Aim of the task
Reproduce verbatim only the lines from the one containing "Could you spot the coffee" through the last line below, both included.
━━━━━ Record list
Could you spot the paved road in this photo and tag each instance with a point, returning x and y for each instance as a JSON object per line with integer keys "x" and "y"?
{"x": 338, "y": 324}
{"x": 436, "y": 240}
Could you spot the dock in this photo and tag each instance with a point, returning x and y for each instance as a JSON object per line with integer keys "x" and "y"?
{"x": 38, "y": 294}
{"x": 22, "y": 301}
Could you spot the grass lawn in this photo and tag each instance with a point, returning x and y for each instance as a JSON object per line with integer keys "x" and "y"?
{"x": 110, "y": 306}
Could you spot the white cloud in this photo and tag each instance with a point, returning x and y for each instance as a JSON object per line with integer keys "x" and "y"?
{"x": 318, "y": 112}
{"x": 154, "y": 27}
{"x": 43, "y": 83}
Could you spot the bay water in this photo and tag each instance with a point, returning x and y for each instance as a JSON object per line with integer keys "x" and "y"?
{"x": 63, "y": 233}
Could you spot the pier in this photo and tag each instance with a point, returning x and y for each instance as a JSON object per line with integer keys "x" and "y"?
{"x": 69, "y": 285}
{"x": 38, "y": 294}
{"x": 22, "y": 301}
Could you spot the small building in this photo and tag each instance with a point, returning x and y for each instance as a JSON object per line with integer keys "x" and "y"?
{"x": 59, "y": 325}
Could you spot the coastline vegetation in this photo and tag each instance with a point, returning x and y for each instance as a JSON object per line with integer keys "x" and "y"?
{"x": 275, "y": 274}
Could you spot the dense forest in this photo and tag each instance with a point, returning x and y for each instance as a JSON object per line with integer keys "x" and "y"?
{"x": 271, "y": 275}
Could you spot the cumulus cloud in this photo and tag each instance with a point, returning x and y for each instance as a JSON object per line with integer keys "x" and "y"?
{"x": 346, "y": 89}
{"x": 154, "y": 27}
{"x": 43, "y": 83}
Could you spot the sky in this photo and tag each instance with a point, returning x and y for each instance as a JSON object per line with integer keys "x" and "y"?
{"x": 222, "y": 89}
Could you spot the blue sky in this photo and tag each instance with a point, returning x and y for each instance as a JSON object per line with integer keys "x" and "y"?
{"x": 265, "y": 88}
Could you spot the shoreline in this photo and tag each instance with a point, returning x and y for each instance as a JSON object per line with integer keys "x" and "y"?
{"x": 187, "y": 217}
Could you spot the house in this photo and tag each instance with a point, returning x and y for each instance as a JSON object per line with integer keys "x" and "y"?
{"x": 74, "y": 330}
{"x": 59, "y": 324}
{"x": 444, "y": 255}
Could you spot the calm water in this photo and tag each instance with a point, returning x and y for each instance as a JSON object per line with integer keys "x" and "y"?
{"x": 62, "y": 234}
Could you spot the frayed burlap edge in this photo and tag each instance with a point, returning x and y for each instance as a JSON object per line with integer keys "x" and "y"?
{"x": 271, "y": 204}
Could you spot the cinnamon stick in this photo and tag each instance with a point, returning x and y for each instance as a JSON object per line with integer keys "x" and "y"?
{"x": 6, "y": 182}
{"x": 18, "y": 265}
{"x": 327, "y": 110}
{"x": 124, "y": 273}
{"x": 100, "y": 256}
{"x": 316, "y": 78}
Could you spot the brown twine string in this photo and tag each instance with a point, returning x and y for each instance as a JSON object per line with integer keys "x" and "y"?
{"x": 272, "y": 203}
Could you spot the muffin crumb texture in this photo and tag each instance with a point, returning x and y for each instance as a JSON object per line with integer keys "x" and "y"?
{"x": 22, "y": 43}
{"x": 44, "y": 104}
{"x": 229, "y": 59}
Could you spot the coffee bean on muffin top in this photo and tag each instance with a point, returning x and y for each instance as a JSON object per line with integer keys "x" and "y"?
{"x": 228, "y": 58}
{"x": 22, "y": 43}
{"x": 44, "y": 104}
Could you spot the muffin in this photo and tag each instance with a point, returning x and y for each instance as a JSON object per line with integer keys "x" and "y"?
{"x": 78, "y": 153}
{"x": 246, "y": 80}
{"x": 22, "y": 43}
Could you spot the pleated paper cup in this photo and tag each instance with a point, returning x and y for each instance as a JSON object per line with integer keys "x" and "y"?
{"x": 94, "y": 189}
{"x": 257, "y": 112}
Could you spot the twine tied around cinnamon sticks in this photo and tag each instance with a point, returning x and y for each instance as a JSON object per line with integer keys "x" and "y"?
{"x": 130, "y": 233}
━━━━━━━━━━
Correct response
Could you spot the coffee bean on muffin top in this photo and tag each instance with a point, returning x and y for each instance as a JSON object per line with integer keys "x" and "y"?
{"x": 228, "y": 58}
{"x": 22, "y": 43}
{"x": 44, "y": 104}
Could you spot the muffin in this photo and tag each instance with a point, returning x and y for each instance as a JSON object per line with integer keys "x" and "y"?
{"x": 78, "y": 153}
{"x": 246, "y": 80}
{"x": 22, "y": 43}
Could you spot the pleated paper cup in this photo and tag each instance with a point, returning x and y for each instance as a JSON object per line with integer keys "x" and "y"?
{"x": 94, "y": 189}
{"x": 257, "y": 112}
Could you spot the twine tied around cinnamon sticks in this photo and tag each instance with a point, returning x and y for each instance as a JSON object per line with integer keys "x" and "y"?
{"x": 130, "y": 233}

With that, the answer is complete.